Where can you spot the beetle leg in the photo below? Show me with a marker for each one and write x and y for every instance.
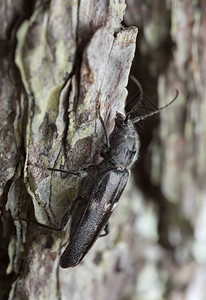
(106, 229)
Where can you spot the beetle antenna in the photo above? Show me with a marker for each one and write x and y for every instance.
(137, 119)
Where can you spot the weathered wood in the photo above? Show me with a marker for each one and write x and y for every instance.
(72, 56)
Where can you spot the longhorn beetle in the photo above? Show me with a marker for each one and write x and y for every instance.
(102, 187)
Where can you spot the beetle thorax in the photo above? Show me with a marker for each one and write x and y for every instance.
(124, 143)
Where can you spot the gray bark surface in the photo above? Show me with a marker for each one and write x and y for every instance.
(66, 59)
(70, 57)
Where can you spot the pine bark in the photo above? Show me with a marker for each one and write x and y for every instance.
(60, 62)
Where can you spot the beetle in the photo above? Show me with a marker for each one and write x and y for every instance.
(102, 188)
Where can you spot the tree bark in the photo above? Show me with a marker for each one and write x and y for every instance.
(60, 61)
(171, 172)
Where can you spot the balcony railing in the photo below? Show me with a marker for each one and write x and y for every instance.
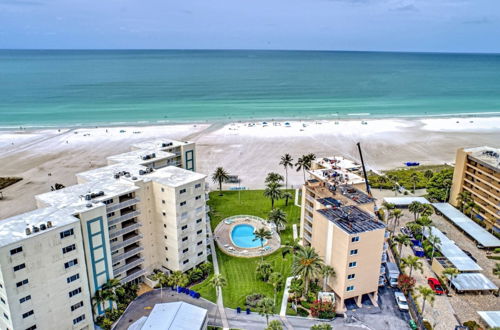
(122, 205)
(126, 242)
(125, 230)
(124, 217)
(126, 255)
(133, 276)
(128, 266)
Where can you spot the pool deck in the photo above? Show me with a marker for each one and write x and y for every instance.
(222, 234)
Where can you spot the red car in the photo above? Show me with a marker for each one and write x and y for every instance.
(435, 285)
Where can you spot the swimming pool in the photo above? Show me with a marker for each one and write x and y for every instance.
(242, 236)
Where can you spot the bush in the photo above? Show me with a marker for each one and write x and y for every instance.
(253, 300)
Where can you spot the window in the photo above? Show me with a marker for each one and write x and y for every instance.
(23, 282)
(66, 233)
(75, 292)
(79, 319)
(73, 278)
(69, 248)
(16, 250)
(19, 267)
(28, 314)
(70, 263)
(76, 306)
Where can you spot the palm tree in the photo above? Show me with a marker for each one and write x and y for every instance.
(218, 282)
(276, 279)
(451, 272)
(327, 271)
(413, 262)
(286, 162)
(427, 295)
(274, 325)
(266, 308)
(415, 208)
(402, 239)
(274, 177)
(273, 192)
(278, 217)
(307, 265)
(220, 175)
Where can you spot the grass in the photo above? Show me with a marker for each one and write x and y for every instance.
(240, 272)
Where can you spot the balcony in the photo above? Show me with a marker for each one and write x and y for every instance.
(128, 266)
(133, 276)
(122, 205)
(126, 255)
(125, 230)
(124, 217)
(126, 242)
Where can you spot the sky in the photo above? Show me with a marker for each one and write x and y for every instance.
(365, 25)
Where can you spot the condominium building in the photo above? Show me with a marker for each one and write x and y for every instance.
(146, 210)
(477, 170)
(337, 219)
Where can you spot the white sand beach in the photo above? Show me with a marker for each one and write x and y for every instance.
(250, 149)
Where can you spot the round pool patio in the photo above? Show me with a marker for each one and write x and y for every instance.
(234, 236)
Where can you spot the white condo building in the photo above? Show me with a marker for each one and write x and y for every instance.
(146, 210)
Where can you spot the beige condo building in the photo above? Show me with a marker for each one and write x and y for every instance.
(337, 220)
(146, 210)
(477, 170)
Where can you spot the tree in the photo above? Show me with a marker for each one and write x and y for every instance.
(276, 280)
(220, 175)
(406, 283)
(273, 192)
(427, 295)
(266, 308)
(415, 208)
(286, 162)
(218, 282)
(450, 273)
(278, 217)
(402, 239)
(327, 271)
(413, 262)
(274, 177)
(274, 325)
(307, 265)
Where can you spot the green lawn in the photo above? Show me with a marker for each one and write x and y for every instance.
(240, 272)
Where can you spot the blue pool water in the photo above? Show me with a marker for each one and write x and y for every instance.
(242, 236)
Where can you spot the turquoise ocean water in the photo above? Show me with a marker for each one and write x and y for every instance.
(70, 88)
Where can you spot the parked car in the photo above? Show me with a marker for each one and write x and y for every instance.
(401, 301)
(435, 285)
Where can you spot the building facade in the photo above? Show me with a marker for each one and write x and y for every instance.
(145, 211)
(337, 220)
(477, 170)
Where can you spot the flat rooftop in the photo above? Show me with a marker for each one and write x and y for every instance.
(351, 219)
(487, 155)
(13, 229)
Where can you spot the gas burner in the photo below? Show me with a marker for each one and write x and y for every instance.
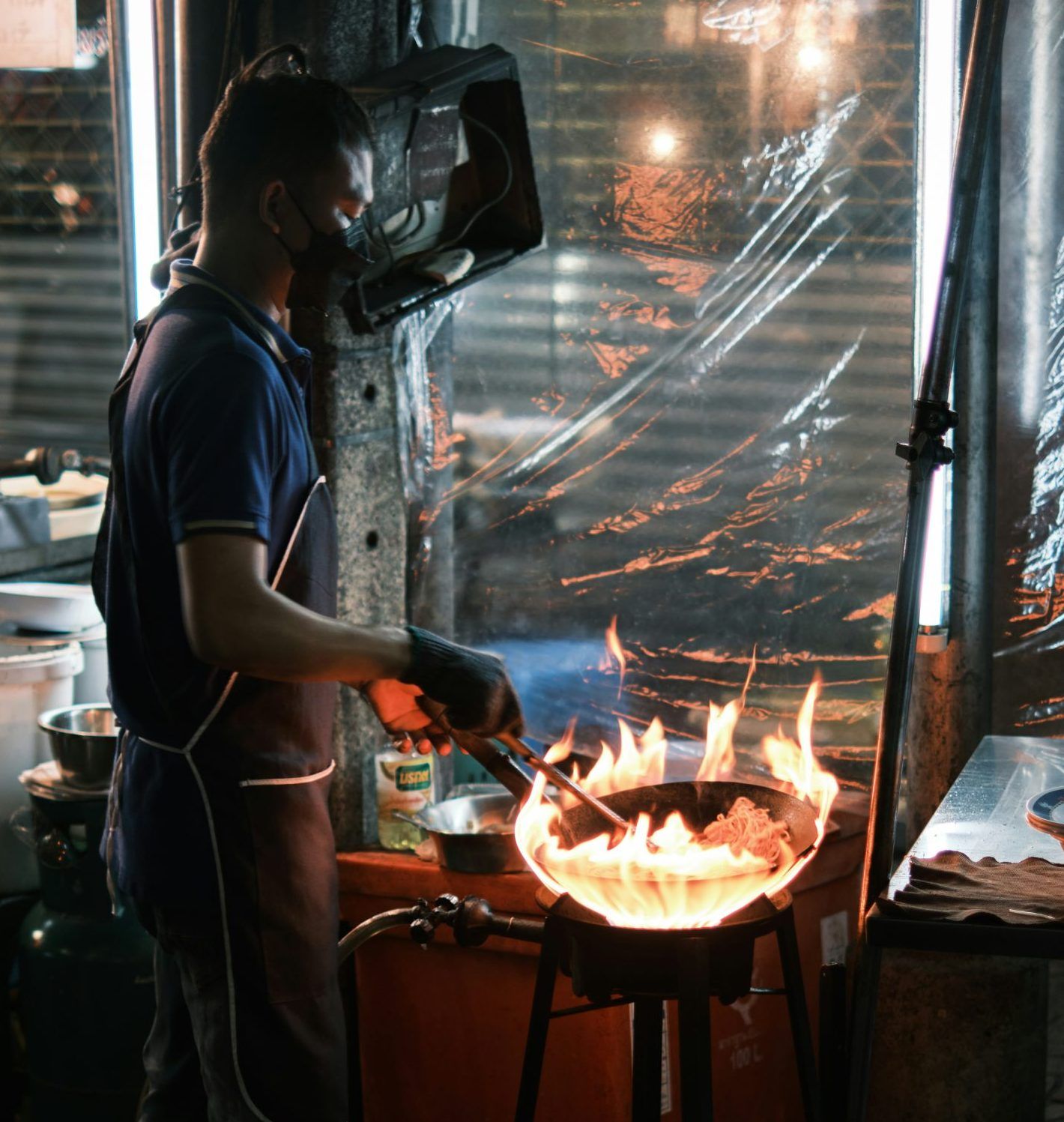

========

▶ _What is expected_
Count the lines in the items above that contain the string "building". Reply with the number alone.

▶ _Response below_
4